■ EXERCISE INSTRUCTIONS ■
The records below must be copied in full; omit the images.

==== SUPPLIED RECORDS

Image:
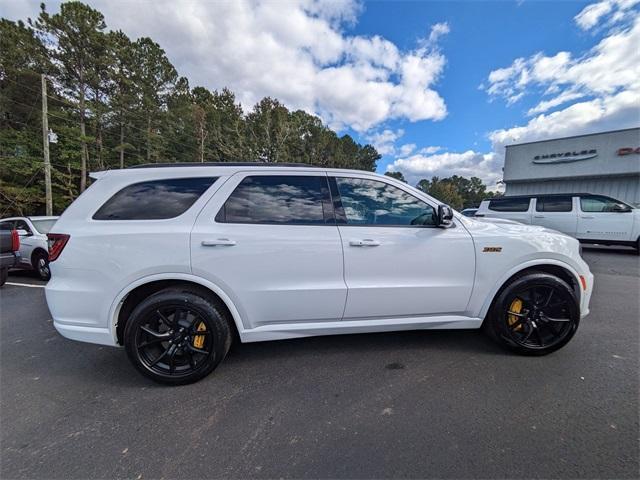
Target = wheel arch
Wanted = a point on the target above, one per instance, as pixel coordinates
(556, 268)
(132, 295)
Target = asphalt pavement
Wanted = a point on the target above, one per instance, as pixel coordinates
(438, 404)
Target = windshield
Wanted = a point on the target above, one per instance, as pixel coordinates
(44, 226)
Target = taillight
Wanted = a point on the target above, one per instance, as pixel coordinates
(15, 241)
(57, 241)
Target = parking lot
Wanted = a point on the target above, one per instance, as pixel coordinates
(412, 404)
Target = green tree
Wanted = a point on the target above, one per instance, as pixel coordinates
(76, 41)
(155, 76)
(442, 190)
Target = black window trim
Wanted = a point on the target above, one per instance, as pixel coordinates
(503, 198)
(538, 197)
(339, 207)
(94, 213)
(596, 195)
(329, 216)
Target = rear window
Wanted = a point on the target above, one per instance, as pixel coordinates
(509, 204)
(155, 199)
(276, 199)
(554, 204)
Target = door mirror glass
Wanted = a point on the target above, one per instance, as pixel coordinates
(445, 215)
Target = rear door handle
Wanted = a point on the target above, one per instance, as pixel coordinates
(220, 242)
(367, 242)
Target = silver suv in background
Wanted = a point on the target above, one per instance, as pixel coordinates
(589, 218)
(33, 242)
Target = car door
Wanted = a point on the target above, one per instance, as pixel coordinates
(397, 263)
(558, 212)
(28, 241)
(604, 218)
(270, 241)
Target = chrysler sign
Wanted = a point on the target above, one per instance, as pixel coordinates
(565, 157)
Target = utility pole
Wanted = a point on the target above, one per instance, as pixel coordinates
(45, 145)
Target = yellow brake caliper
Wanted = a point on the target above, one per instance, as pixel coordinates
(198, 340)
(516, 307)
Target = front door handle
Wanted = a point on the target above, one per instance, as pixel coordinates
(220, 242)
(367, 242)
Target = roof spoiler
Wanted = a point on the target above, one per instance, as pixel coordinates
(98, 175)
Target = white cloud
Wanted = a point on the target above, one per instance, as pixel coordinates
(467, 164)
(430, 150)
(593, 14)
(595, 92)
(297, 51)
(384, 141)
(407, 149)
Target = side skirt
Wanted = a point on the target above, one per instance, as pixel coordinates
(298, 330)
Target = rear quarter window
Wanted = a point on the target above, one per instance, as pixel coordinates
(154, 199)
(509, 204)
(554, 204)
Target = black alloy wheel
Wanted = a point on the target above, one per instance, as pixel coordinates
(535, 315)
(177, 337)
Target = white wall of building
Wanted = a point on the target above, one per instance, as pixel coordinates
(606, 163)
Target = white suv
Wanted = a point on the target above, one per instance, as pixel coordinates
(588, 217)
(174, 262)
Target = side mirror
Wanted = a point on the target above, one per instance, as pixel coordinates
(445, 215)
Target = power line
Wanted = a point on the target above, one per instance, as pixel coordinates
(18, 197)
(128, 112)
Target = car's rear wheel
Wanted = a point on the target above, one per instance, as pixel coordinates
(536, 314)
(40, 264)
(177, 336)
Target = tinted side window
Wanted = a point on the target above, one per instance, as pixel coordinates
(554, 204)
(154, 200)
(371, 202)
(276, 199)
(509, 204)
(595, 204)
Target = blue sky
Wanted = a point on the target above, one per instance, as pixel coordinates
(438, 87)
(483, 36)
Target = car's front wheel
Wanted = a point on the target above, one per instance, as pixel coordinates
(535, 314)
(177, 336)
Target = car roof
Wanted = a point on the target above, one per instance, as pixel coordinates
(35, 217)
(223, 164)
(533, 195)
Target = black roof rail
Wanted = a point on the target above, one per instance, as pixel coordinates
(222, 164)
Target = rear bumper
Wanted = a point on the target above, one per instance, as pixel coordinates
(97, 335)
(78, 304)
(9, 260)
(586, 294)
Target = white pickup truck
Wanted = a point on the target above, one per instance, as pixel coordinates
(590, 218)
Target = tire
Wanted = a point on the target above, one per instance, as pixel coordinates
(536, 314)
(40, 264)
(177, 337)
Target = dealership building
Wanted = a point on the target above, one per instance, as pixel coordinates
(605, 163)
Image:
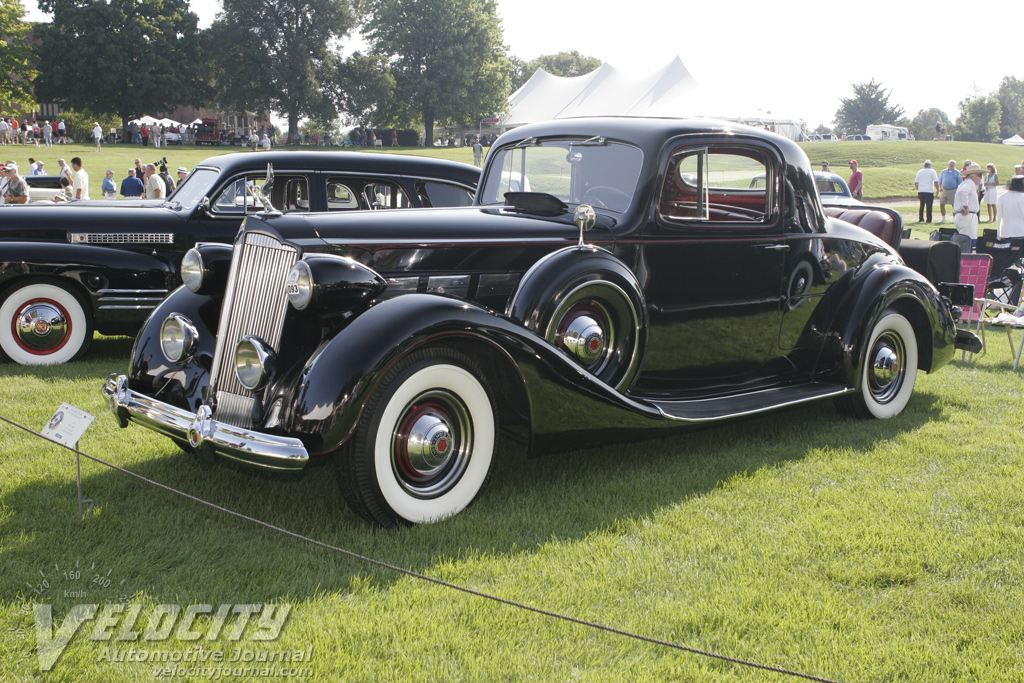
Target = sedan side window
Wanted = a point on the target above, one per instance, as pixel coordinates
(717, 184)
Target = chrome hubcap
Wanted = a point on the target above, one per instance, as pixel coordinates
(432, 444)
(887, 370)
(41, 327)
(585, 338)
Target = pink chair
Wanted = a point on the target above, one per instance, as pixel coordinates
(975, 269)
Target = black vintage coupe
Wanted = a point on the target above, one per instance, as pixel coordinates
(615, 278)
(69, 269)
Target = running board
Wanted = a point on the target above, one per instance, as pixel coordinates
(722, 408)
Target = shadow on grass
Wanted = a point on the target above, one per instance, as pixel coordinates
(173, 549)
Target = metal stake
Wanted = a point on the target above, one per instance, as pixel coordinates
(81, 501)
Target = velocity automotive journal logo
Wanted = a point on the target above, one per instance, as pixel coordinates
(115, 623)
(105, 612)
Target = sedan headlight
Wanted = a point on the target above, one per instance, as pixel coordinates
(254, 363)
(193, 269)
(299, 286)
(178, 338)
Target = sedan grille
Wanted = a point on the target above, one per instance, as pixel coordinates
(254, 304)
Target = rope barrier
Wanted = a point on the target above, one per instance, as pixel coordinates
(432, 580)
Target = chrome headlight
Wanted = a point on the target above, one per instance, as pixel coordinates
(254, 363)
(299, 286)
(178, 338)
(193, 269)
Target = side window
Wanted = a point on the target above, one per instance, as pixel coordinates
(385, 196)
(729, 184)
(340, 197)
(434, 194)
(238, 197)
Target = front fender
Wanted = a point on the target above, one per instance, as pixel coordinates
(558, 397)
(115, 282)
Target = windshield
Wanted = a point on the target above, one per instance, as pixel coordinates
(577, 171)
(192, 190)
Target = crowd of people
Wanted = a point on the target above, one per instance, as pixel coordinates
(26, 132)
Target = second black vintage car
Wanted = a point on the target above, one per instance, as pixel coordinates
(615, 278)
(69, 269)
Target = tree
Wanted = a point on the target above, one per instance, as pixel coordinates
(446, 57)
(869, 104)
(566, 65)
(1011, 96)
(16, 55)
(979, 120)
(278, 53)
(366, 87)
(923, 125)
(126, 57)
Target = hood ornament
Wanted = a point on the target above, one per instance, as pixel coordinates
(584, 219)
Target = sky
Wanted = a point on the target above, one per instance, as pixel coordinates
(795, 59)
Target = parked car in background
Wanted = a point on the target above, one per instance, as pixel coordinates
(71, 269)
(614, 279)
(43, 187)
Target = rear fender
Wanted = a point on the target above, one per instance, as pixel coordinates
(887, 287)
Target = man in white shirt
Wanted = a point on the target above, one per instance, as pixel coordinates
(966, 204)
(927, 182)
(1010, 209)
(155, 187)
(80, 180)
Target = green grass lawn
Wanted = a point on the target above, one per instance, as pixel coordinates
(859, 551)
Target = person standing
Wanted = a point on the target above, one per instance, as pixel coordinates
(16, 189)
(927, 182)
(132, 185)
(991, 191)
(856, 181)
(155, 187)
(80, 180)
(110, 189)
(477, 152)
(65, 170)
(949, 180)
(966, 205)
(1011, 210)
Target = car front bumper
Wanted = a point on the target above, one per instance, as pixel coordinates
(202, 432)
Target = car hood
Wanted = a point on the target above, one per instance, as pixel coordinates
(426, 226)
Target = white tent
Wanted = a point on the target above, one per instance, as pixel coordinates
(670, 91)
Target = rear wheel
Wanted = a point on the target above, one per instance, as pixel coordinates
(43, 324)
(426, 442)
(890, 369)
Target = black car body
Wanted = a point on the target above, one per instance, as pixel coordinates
(73, 268)
(616, 276)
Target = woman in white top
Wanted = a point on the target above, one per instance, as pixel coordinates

========

■ TASK OUTPUT ■
Image:
Target = wheel arch
Wanted = a point on the target above, one per instance, as pixel coordinates
(556, 268)
(132, 295)
Target = asphalt pavement
Wanted = a point on the target above, one per instance, as pixel coordinates
(438, 404)
Target = windshield
Wanted = a point on the target above, one per instance, as pixel coordinates
(44, 226)
Target = taillight
Wanted = a point on the target above, one per instance, as pixel coordinates
(15, 241)
(57, 241)
Target = parking lot
Wanted = a point on the target above, one per instance, as pixel coordinates
(412, 404)
Target = green tree
Wanted = a point on the target above, one per instance, as pixel coordinates
(76, 41)
(155, 76)
(442, 190)
Target = black window trim
Wanted = a point on the target above, one per instance, as pixel coordinates
(503, 198)
(538, 197)
(339, 207)
(94, 213)
(596, 195)
(329, 216)
Target = rear window
Wanted = a point on the target above, one per instance, as pixel coordinates
(509, 204)
(155, 199)
(276, 199)
(554, 204)
Target = door mirror glass
Wanted = a point on the target above, one per instance, as pixel coordinates
(445, 215)
Target = rear door handle
Wanted = a point on the target above, one per instance, as pixel coordinates
(220, 242)
(367, 242)
Target = silver suv in background
Wanted = a point on the target above, one per instance, as pixel coordinates
(589, 218)
(33, 242)
Target = car door
Wanted = a point on the target above, one per instance, as pixel coordinates
(397, 263)
(558, 212)
(28, 241)
(604, 218)
(270, 241)
Target = chrysler sign
Wanted = a point on the target above, one per instance, as pixel coordinates
(565, 157)
Target = utility pole
Wanted = a point on the target above, one per instance, as pixel coordinates
(45, 145)
Target = yellow brake caliper
Wanted = a point on the target above, one per instance, as pixel coordinates
(198, 340)
(516, 307)
Target = front door handle
Wanted = a point on the target above, one per instance, as pixel coordinates
(220, 242)
(367, 242)
Target = roof spoiler
Wanted = a point on the target above, one per instance, as pixel coordinates
(98, 175)
Target = white cloud
Wanted = a point on the target above, one per instance, as pixel coordinates
(467, 164)
(430, 150)
(593, 14)
(595, 92)
(297, 51)
(384, 141)
(407, 149)
Target = side skirt
Wanted = a point on the target above, one per instance, as pixel coordinates
(298, 330)
Target = rear quarter window
Wanted = a point on the target above, one per instance, as pixel coordinates
(154, 199)
(509, 204)
(554, 204)
Target = black alloy wheel
Wanted = a point on the target above, one per instance, as pixel coordinates
(535, 315)
(177, 337)
Target = white wall of building
Wanted = a point on the target above, one per instance, as pixel coordinates
(606, 163)
Target = white suv
Wanted = a point on the target above, one per instance, as pixel coordinates
(588, 217)
(174, 262)
Target = side mirror
Wanted = a point on the target above, one per instance, as pixel coordinates
(445, 215)
Target = power line
Wanted = a point on the target above, one per instance, as pixel coordinates
(18, 197)
(128, 112)
Target = car's rear wheel
Wanted = a point on the target above, one per instance, as pixel coordinates
(536, 314)
(40, 264)
(177, 336)
Target = tinted side window
Wanted = a point on the target above, one per instance, as pixel coordinates
(554, 204)
(154, 200)
(371, 202)
(276, 199)
(509, 204)
(595, 204)
Target = blue sky
Wanted = a point on the target above, one per instance, as pixel coordinates
(438, 87)
(483, 36)
Target = car's front wheel
Wanted = a point on the target above, one per instance, as pixel coordinates
(535, 314)
(177, 336)
Target = car roof
Wanted = a point on the target above, one per instance, as pixel coordinates
(35, 217)
(223, 164)
(533, 195)
Target = black roof rail
Wanted = a point on the target above, one per instance, as pixel coordinates
(222, 164)
Target = rear bumper
Wanted = a point on the target above, one per instance, as pixel coordinates
(97, 335)
(78, 304)
(9, 260)
(586, 294)
Target = white pickup truck
Wanted = a point on the target above, one per instance, as pixel coordinates
(590, 218)
Target = tire
Wanted = a point on the target above, one per instance, as pixel coordinates
(536, 314)
(40, 264)
(177, 337)
Target = dealership building
Wanted = a point on the target above, one per instance, as pixel coordinates
(605, 163)
Image:
Target = sedan side window
Wanted = a point on the target above, one per instance, as pixel coordinates
(717, 184)
Target = chrome hubcap
Wanted = a point on the target above, one per instance, as pixel coordinates
(432, 444)
(887, 370)
(41, 327)
(585, 338)
Target = pink chair
Wanted = a point on the target above, one per instance, as pixel coordinates
(975, 269)
Target = black vintage coupe
Wanted = a point on the target above, one per instance, as pixel coordinates
(615, 278)
(69, 269)
Target = running board
Wanted = a point on the target above, one per instance, as pixel coordinates
(722, 408)
Target = shadow on grass
Wanted = a point on the target above, one per instance, as pixel coordinates
(173, 549)
Target = metal stake
Wanted = a point on the target above, one per instance, as pixel coordinates
(81, 501)
Target = velocity automotive journal logo
Wanted = a point on the target above, one per instance, as pixel coordinates
(115, 623)
(105, 612)
Target = sedan headlight
Wanted = a point on the target above, one per instance, as pixel coordinates
(254, 363)
(193, 269)
(299, 286)
(178, 338)
Target = sedan grille
Wanted = a point on the target above, one per instance, as pixel coordinates
(254, 304)
Target = rope barrier
Wanted = a point on the target above, one per instance, as pixel coordinates
(432, 580)
Target = chrome headlight
Wanted = a point on the target above, one per instance, as pixel coordinates
(254, 363)
(299, 286)
(178, 338)
(193, 269)
Target = side window
Wanted = a point on the target above, one per instance, as pixel coordinates
(385, 196)
(729, 184)
(340, 197)
(434, 194)
(238, 197)
Target = front fender
Wanted = a point on the target above, one per instance, as pixel coordinates
(558, 397)
(115, 282)
Target = windshield
Wanted = a point on the target above, one per instance, as pixel coordinates
(577, 171)
(192, 190)
Target = crowd of people
Wanted = a point on the target above, one per instance, as pixel coordinates
(26, 132)
Target = second black vintage car
Wanted = a point on the target above, one per instance, as pixel coordinates
(615, 278)
(69, 269)
Target = tree
Wanted = a point on the target above, one per instance, as pixel coordinates
(446, 57)
(869, 104)
(566, 65)
(1011, 96)
(16, 55)
(979, 120)
(278, 53)
(366, 87)
(923, 125)
(126, 57)
Target = hood ornament
Wanted = a point on the target above, one per instance, as pixel coordinates
(584, 219)
Target = sky
Wanted = a point on the target above, one per instance, as pixel coordinates
(795, 59)
Target = parked car in background
Wanted = a point on the target above, one per instance, as pixel coordinates
(71, 269)
(614, 279)
(43, 187)
Target = rear fender
Wanted = a point on the target above, one per instance, as pixel coordinates
(887, 287)
Target = man in white shirt
Wanted = a point on the target above, one per instance, as pixel coordinates
(966, 204)
(927, 182)
(1010, 209)
(155, 187)
(80, 180)
Target = green grass lawn
Wanted = a point on the target above, one per instance, as pixel coordinates
(859, 551)
Target = person standing
Wanted = a point on the target above, one per instance, as pixel coordinates
(16, 189)
(927, 182)
(132, 185)
(991, 191)
(856, 181)
(155, 187)
(80, 180)
(110, 189)
(477, 152)
(65, 170)
(949, 180)
(966, 205)
(1011, 210)
Target = car front bumper
Wanted = a point on the target above, one per instance, as pixel coordinates
(202, 432)
Target = car hood
Wanted = a point on the target above, one per instance, as pixel coordinates
(426, 226)
Target = white tent
Wanted = a point on the target above, one per instance, as pixel coordinates
(670, 91)
Target = rear wheel
Wanted = a point on the target above, one per instance, as pixel coordinates
(43, 324)
(426, 442)
(890, 369)
Target = black car body
Wanted = a point on the target above, one per instance, as pixel coordinates
(73, 268)
(616, 276)
Target = woman in white top
Wanted = a point on the target above, one per instance, as pixel coordinates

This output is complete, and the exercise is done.